▶ [DOCUMENT SECTION]
Open Thinkering

Menu

Tag: organization

Minimum Viable Bureaucracy: Introduction

We really are rather fortunate, aren’t we? I mean right now, as I write this there will be conferences all over the world taking place. And a good number of those, especially in my areas of interest, are likely to be livestreamed meaning I can (theoretically) follow along at home. But more than that, these live streamed sessions are often also recorded meaning that these talks can kept for posterity and used as learning materials in a course (like a MOOC).

The difficulty with the super-abundance of learning resources is that it’s difficult to know where to begin. It’s hard to know what’s worth paying attention to – hence the Web Literacy Standard (“here’s the things you should pay attention to if you want to get better at reading, writing and participating on the Web”). At Mozilla we have ‘brown bags’ every so often – talks that take place at a Mozilla office (often Mountain View) that are streamed out via Air Mozilla. As with any kind of event, some of these are of more or less interest to me and/or feature people who can present better than others.

▶ [MATERIAL FOR THE TASK]
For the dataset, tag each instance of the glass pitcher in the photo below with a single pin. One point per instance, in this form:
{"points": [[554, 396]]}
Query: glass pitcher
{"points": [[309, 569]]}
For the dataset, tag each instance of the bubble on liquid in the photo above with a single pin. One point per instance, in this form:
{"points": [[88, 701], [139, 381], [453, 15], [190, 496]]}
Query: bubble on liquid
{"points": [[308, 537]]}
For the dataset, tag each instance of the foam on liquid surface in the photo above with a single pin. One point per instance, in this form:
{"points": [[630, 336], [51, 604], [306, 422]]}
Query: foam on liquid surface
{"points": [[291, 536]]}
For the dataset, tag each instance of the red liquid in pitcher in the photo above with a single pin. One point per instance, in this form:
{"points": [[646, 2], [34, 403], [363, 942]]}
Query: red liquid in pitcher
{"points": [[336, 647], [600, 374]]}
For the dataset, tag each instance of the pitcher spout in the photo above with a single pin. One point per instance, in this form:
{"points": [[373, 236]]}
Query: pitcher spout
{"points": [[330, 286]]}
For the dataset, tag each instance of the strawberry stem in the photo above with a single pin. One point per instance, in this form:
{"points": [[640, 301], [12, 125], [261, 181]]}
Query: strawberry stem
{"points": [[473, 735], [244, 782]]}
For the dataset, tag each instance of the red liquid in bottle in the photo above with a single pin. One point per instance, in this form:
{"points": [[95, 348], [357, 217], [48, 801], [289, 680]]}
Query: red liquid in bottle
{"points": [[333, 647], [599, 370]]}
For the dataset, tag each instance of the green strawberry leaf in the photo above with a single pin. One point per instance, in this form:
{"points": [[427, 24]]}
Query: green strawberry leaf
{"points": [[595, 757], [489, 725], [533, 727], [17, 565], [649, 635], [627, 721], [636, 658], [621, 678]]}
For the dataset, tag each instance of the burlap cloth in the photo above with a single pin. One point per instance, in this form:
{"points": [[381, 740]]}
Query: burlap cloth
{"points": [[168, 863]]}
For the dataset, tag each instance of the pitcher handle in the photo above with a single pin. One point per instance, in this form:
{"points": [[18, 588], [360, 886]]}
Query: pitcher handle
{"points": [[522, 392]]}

▶ [SHORT EXERCISE A]
Output the passage of the blog post that starts with "Tag: organization" and goes on through "(like a MOOC).", copied word for word.
▶ [SHORT EXERCISE B]
Return, unchanged, the lines of the listing starting with the line containing "For the dataset, tag each instance of the strawberry" and going on through the end of the listing, with both ends included.

▶ [RESPONSE A]
Tag: organization

Minimum Viable Bureaucracy: Introduction

We really are rather fortunate, aren’t we? I mean right now, as I write this there will be conferences all over the world taking place. And a good number of those, especially in my areas of interest, are likely to be livestreamed meaning I can (theoretically) follow along at home. But more than that, these live streamed sessions are often also recorded meaning that these talks can kept for posterity and used as learning materials in a course (like a MOOC).

▶ [RESPONSE B]
For the dataset, tag each instance of the strawberry stem in the photo above with a single pin. One point per instance, in this form:
{"points": [[640, 301], [12, 125], [261, 181]]}
Query: strawberry stem
{"points": [[473, 735], [244, 782]]}
For the dataset, tag each instance of the red liquid in bottle in the photo above with a single pin. One point per instance, in this form:
{"points": [[95, 348], [357, 217], [48, 801], [289, 680]]}
Query: red liquid in bottle
{"points": [[333, 647], [599, 370]]}
For the dataset, tag each instance of the green strawberry leaf in the photo above with a single pin. One point per instance, in this form:
{"points": [[427, 24]]}
Query: green strawberry leaf
{"points": [[595, 757], [489, 725], [533, 727], [17, 565], [649, 635], [627, 721], [636, 658], [621, 678]]}
For the dataset, tag each instance of the burlap cloth in the photo above with a single pin. One point per instance, in this form:
{"points": [[381, 740]]}
Query: burlap cloth
{"points": [[168, 863]]}
For the dataset, tag each instance of the pitcher handle in the photo above with a single pin. One point per instance, in this form:
{"points": [[18, 588], [360, 886]]}
Query: pitcher handle
{"points": [[522, 392]]}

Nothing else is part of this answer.